THE EXERCISE
Repeat each record exactly. Any picture gets left out.

——————

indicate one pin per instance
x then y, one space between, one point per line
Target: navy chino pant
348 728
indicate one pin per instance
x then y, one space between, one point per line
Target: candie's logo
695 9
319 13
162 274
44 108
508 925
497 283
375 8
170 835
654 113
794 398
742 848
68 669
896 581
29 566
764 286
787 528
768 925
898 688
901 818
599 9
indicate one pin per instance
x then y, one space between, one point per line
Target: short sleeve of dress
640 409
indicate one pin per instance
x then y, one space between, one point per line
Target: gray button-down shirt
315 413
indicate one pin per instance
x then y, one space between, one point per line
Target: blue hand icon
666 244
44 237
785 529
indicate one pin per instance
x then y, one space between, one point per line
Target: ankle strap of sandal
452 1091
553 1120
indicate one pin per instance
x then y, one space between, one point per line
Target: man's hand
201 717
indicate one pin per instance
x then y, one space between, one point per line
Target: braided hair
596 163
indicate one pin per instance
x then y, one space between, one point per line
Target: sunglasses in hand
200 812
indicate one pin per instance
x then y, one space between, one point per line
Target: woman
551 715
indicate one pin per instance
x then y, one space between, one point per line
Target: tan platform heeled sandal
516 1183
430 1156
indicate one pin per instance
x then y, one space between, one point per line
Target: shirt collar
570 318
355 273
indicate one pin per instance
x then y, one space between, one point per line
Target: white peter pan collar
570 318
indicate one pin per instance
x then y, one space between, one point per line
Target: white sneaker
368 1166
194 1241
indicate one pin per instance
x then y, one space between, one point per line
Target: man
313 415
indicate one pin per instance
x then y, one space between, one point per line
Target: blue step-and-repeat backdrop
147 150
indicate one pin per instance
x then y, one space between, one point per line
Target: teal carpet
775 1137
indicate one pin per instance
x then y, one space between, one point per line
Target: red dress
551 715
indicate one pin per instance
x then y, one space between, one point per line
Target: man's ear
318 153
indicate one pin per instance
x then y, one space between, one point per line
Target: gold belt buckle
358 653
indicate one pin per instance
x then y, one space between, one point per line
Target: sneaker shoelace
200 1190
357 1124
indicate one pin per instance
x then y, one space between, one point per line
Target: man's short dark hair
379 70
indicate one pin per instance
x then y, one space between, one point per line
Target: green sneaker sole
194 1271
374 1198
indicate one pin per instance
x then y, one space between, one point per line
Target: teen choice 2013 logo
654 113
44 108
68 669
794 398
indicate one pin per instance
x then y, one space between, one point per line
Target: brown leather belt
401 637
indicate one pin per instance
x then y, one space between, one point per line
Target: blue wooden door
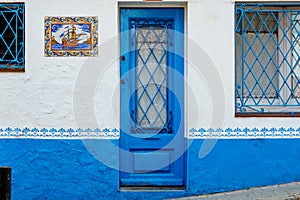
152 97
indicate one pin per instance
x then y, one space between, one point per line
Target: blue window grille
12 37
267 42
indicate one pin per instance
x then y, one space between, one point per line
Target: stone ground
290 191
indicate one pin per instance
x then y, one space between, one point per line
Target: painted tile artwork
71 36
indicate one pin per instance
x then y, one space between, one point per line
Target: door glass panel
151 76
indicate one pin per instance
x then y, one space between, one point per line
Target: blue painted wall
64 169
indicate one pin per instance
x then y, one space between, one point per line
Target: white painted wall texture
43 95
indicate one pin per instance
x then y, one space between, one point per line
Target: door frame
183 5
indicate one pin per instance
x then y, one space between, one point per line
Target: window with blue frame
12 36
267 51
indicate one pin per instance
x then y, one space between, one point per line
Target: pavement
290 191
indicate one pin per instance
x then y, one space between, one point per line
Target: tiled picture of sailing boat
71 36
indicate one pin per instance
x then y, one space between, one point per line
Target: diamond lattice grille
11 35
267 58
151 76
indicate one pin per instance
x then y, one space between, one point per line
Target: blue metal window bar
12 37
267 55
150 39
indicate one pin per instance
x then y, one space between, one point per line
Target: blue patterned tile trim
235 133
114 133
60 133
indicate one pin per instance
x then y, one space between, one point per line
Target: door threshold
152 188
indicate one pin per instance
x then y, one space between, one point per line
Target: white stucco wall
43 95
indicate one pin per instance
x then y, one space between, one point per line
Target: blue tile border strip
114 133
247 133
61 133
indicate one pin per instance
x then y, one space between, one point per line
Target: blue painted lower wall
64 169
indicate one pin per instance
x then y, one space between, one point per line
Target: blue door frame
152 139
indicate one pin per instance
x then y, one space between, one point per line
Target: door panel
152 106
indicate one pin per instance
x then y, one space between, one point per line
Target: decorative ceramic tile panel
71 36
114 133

——————

SOLUTION
indicate one pin per instance
x then y, one space between, one point per line
Target: navy chino pant
348 728
indicate one pin per instance
x then y, one space between, one point per line
Target: candie's logo
695 9
319 13
162 274
44 108
508 925
497 283
375 8
170 835
654 113
794 398
742 848
68 669
896 581
29 566
764 286
787 528
768 925
898 688
901 818
599 9
indicate one pin per instance
x then y, one space between, one point per line
Target: short sleeve of dress
640 409
indicate one pin per instance
x then y, one space between, one point per line
Target: gray button-down shirt
315 413
indicate one pin per instance
x then y, one space between, one point per line
Target: blue hand icon
666 244
44 237
785 529
indicate one pin per instance
x then y, one space between, one point per line
Target: ankle strap of sandal
452 1091
553 1120
indicate one pin per instance
x then y, one space between, one point per line
Target: man's hand
201 717
indicate one pin per instance
x then y, one space between, one point per line
Target: braided hair
596 163
indicate one pin per instance
x then y, one space between, one point per line
Target: sunglasses in hand
200 812
indicate one pin per instance
x then y, one space between, one point per line
Target: woman
551 715
indicate one pin per instance
x then y, one space between, one point per line
Target: tan platform heeled sandal
516 1183
430 1156
indicate one pin per instance
x then y, one space between, one point per line
Target: shirt collar
570 318
355 273
indicate one pin per instance
x then y, one space between, one point per line
Target: white peter pan collar
570 318
indicate one pin per instance
x then y, one space between, one point per line
Target: white sneaker
368 1166
194 1241
indicate one pin per instance
x then y, one space between, one point per line
Target: man
313 415
indicate one pin per instance
x then y, one space between, one point per line
Target: blue step-and-repeat backdrop
147 150
indicate one pin per instance
x then y, one space between, one point per line
Target: teal carpet
775 1137
indicate one pin per instance
x then y, one space between, one point per line
Target: red dress
551 715
indicate one pin per instance
x then y, one space between, one point per line
Target: man's ear
318 153
indicate one pin per instance
x then y, one space between, one point per line
Target: gold belt buckle
358 653
indicate one pin per instance
x then y, one space between, one point per line
Target: sneaker shoelace
200 1190
357 1124
indicate one pin per instance
x then y, one space between, one point per line
Target: man's short dark hair
379 70
indicate one pin per instance
x then y, one space between, one point per line
Target: green sneaker sole
194 1271
374 1198
indicate one pin per instance
x then y, one space between, one point per line
Target: teen choice 2013 logo
654 113
44 108
68 669
794 398
indicate one pin per instance
x then y, one space between, one point per line
Target: brown leather belt
401 637
indicate one pin per instance
x then y, one space between, one point per line
Target: blue wooden door
152 97
indicate one pin per instance
x then y, one space between, one point per line
Target: blue window grille
12 37
267 42
indicate one pin per instance
x then y, one space between, one point per line
Target: stone ground
290 191
indicate one pin per instance
x then y, one space between, one point per line
Target: painted tile artwork
71 36
indicate one pin per instance
x then y, one space between, one point per line
Target: door glass panel
151 76
indicate one pin per instance
x then y, one space between, one point per line
Target: blue painted wall
64 169
indicate one pin per instance
x then y, one space between, one point per line
Target: white painted wall texture
43 95
indicate one pin per instance
x then y, one space between, one point per line
Target: door frame
183 5
indicate one pin per instance
x then y, one space between, one point per line
Target: window with blue frame
12 36
267 51
indicate one pin per instance
x then y, one space between, one point per line
Target: pavement
290 191
indicate one pin per instance
x then y, one space between, one point per line
Target: tiled picture of sailing boat
71 36
indicate one pin per instance
x then y, one space between, one point per line
Target: diamond lattice grille
11 35
267 58
151 76
indicate one pin per instance
x then y, one space between, one point per line
Target: blue metal window bar
12 37
267 55
150 39
indicate one pin per instance
x then y, one space between, one point per line
Target: blue patterned tile trim
235 133
114 133
60 133
indicate one pin per instance
x then y, one space between, one point per line
Target: door threshold
152 188
indicate one pin per instance
x then y, one space between, one point per line
Target: white stucco wall
43 95
indicate one pin per instance
x then y, one space between, one point per line
Target: blue tile border strip
114 133
247 133
61 133
indicate one pin per instance
x then y, one space between, one point per line
Target: blue painted lower wall
64 169
indicate one pin per instance
x then y, one space between, one point per line
Target: blue door frame
152 139
indicate one pin per instance
x then y, one space between, one point per line
Target: door panel
152 106
indicate one pin per instance
x then y, one space between, one point per line
Target: decorative ceramic tile panel
71 36
114 133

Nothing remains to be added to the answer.